A federal judge will decide whether to block Mississippi from using three drugs when it puts inmates to death, and his ruling could determine whether the state carries out its next execution in about two weeks.
U.S. District Judge Henry Wingate heard several hours of arguments Monday in a lawsuit filed in 2015 on behalf of some Mississippi death row inmates. Wingate noted that one of the plaintiffs in the lawsuit, Thomas Edwin Loden Jr., is facing a Dec. 14 execution date, which was recently set by the Mississippi Supreme Court.
“The court is going to move expeditiously on this matter,” Wingate said, an indication that he could issue a decision within days.
The mother of the 16-year-old girl killed by Loden watched the court hearing. Wanda Farris of Fulton said she has waited 22 years for justice for her daughter, Leesa Gray.
“She was a sweet Christian girl, loved the Lord, had a lot of life ahead of her,” Farris told reporters outside the courtroom.
Farris' best friend, Sondra Pearce, was also in court to listen. She said she taught Leesa in kindergarten, and she didn't like hearing the judge and attorneys discuss whether Loden might feel pain during an execution.
“Let's talk about Leesa and the inhumane things he put her through,” Pearce said outside the courtroom.
Wingate requested a sworn statement from Mississippi Corrections Commissioner Burl Cain about the state’s current stock of execution drugs.
Gerald Kucia, a Mississippi special assistant attorney general, told Wingate that none of the execution drugs currently in stock are expired. He said some expired execution drugs were recently destroyed by the Mississippi Bureau of Narcotics.
Attorneys for the Roderick & Solange MacArthur Justice Center sued the Mississippi prison system, saying the state’s lethal injection protocol is inhumane.
Jim Craig, a MacArthur Center attorney, said Monday that since 2019, only Alabama, Oklahoma, Mississippi and Tennessee have conducted executions using a three-drug protocol.

## Provided data

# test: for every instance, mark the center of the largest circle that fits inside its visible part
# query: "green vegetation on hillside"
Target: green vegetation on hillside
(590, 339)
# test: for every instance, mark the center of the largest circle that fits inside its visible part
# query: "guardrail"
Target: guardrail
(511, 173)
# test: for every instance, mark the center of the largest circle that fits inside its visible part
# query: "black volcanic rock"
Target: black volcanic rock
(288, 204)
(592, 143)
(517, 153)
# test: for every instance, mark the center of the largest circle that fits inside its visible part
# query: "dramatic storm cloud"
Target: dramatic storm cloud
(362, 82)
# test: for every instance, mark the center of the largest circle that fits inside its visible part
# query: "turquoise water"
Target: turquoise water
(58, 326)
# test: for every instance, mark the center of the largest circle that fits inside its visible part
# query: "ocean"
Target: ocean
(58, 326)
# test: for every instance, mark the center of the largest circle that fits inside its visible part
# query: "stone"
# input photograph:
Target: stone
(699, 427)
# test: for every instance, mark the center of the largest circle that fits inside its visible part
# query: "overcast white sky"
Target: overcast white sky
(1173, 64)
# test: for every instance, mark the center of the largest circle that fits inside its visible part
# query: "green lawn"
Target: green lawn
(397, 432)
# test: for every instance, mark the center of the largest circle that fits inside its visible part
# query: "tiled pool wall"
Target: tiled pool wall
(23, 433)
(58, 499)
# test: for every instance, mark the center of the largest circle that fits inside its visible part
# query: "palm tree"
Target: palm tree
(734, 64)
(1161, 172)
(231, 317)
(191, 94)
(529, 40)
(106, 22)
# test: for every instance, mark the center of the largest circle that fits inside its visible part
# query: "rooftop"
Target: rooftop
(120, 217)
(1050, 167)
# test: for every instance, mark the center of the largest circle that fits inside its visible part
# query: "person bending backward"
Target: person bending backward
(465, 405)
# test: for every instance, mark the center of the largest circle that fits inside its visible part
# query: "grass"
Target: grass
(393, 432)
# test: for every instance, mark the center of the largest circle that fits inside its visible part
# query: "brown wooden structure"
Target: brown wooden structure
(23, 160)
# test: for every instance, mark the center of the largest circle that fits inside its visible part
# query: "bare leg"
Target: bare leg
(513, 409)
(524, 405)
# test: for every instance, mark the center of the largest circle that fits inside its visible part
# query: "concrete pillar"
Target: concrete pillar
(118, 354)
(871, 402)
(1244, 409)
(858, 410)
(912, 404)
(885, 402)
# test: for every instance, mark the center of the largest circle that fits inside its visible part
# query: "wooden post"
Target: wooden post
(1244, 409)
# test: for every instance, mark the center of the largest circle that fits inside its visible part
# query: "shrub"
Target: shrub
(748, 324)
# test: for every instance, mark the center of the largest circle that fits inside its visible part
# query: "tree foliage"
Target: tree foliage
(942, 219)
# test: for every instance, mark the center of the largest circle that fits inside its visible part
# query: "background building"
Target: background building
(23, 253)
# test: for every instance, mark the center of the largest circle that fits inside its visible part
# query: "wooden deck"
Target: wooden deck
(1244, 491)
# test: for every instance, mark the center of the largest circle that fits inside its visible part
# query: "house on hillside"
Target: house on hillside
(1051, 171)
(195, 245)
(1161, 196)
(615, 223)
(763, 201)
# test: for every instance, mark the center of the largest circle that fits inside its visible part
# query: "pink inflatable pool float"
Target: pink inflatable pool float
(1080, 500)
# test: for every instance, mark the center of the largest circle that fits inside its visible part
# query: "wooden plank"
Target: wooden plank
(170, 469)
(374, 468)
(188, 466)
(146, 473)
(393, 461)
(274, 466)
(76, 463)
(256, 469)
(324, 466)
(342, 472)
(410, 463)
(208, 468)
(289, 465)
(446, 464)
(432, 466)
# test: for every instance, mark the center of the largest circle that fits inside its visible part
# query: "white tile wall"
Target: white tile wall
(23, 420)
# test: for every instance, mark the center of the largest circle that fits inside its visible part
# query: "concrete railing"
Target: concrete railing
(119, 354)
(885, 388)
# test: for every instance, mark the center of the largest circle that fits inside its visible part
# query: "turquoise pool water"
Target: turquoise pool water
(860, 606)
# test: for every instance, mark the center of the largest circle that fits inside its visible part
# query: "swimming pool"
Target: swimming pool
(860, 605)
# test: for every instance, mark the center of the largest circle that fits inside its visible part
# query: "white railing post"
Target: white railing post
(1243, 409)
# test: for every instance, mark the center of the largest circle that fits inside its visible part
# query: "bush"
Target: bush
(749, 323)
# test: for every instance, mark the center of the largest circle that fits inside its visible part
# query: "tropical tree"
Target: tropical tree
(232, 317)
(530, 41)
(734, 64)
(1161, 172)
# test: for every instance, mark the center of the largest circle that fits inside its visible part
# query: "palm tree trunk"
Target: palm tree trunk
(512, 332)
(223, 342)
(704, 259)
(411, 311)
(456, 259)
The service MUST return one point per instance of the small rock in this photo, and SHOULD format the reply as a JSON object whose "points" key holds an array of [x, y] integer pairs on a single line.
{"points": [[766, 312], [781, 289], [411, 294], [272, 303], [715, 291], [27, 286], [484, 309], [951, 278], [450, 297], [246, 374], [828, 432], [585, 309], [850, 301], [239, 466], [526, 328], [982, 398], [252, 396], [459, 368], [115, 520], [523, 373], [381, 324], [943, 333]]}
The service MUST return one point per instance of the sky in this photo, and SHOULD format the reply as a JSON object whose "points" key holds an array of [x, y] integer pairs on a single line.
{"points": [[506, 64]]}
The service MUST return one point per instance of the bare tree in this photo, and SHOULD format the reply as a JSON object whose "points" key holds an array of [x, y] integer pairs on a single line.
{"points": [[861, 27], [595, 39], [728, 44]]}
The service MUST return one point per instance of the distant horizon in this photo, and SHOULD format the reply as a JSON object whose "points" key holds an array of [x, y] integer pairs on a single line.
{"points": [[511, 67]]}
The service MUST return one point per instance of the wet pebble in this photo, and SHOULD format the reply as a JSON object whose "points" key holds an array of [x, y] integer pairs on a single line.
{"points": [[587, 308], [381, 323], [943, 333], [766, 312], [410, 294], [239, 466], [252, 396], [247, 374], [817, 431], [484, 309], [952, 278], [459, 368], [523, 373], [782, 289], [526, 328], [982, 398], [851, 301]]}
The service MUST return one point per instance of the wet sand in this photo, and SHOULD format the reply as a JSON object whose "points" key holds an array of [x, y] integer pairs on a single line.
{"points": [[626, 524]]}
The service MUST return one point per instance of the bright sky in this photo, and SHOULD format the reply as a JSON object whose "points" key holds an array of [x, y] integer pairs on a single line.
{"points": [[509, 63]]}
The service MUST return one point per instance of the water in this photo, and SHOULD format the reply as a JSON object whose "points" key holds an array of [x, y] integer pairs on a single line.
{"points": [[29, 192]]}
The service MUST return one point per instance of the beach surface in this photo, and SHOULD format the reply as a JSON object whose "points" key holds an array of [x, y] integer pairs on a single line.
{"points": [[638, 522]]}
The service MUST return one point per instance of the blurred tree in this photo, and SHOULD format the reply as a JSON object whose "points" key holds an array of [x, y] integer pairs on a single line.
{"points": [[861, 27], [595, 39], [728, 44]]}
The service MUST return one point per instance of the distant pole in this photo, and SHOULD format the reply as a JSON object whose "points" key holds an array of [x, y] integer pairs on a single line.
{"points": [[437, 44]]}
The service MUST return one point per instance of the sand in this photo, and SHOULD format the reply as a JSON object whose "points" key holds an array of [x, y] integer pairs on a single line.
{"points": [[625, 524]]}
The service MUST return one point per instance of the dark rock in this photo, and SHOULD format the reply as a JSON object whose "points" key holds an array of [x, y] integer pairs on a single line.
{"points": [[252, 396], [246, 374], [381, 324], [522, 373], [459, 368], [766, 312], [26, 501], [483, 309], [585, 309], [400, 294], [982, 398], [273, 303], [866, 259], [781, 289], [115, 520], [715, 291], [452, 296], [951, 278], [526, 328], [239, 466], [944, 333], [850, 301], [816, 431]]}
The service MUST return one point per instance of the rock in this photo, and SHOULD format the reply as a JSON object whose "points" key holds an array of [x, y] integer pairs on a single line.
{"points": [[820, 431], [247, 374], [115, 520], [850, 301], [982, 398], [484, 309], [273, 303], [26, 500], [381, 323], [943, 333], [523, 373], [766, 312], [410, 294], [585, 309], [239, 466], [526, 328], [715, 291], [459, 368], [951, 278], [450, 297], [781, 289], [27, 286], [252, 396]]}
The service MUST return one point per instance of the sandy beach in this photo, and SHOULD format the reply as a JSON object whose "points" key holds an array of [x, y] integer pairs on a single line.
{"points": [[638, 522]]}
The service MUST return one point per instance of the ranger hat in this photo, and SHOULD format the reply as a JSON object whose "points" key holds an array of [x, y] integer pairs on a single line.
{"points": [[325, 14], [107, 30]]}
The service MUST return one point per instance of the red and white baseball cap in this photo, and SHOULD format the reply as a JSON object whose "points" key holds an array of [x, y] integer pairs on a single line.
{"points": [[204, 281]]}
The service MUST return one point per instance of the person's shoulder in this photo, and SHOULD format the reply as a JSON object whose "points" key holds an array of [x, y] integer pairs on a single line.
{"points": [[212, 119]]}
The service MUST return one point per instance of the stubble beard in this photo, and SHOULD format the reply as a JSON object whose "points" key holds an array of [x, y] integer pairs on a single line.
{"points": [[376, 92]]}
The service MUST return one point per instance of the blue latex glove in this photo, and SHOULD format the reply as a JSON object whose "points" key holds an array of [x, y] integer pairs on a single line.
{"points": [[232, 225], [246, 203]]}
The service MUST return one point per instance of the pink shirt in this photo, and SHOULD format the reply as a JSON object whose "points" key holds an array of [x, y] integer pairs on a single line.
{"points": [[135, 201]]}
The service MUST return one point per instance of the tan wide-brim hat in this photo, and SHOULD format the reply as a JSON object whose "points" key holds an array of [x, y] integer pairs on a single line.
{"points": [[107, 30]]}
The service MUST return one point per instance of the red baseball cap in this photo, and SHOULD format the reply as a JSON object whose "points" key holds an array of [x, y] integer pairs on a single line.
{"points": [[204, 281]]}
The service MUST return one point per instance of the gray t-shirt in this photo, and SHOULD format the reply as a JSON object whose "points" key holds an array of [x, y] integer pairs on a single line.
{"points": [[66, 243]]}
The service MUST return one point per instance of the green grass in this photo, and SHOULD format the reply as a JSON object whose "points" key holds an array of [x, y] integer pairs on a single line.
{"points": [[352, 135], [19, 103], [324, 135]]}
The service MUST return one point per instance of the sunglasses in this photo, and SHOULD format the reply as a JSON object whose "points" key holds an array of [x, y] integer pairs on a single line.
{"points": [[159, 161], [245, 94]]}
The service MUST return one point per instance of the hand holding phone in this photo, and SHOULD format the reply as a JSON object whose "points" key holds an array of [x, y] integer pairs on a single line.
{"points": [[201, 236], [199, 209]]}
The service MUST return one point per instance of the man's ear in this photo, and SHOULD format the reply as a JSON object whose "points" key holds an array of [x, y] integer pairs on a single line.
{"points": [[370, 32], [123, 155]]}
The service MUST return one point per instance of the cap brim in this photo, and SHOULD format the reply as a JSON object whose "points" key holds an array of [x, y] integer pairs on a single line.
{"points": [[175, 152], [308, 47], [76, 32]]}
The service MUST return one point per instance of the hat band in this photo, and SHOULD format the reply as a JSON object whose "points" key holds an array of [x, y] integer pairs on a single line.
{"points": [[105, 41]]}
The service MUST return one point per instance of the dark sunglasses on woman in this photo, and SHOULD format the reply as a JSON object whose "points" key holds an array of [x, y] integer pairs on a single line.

## Exercise aim
From the article on the Mississippi execution-drug lawsuit, list every state that the article says has conducted executions using a three-drug protocol since 2019.

## Solution
Alabama, Oklahoma, Mississippi, Tennessee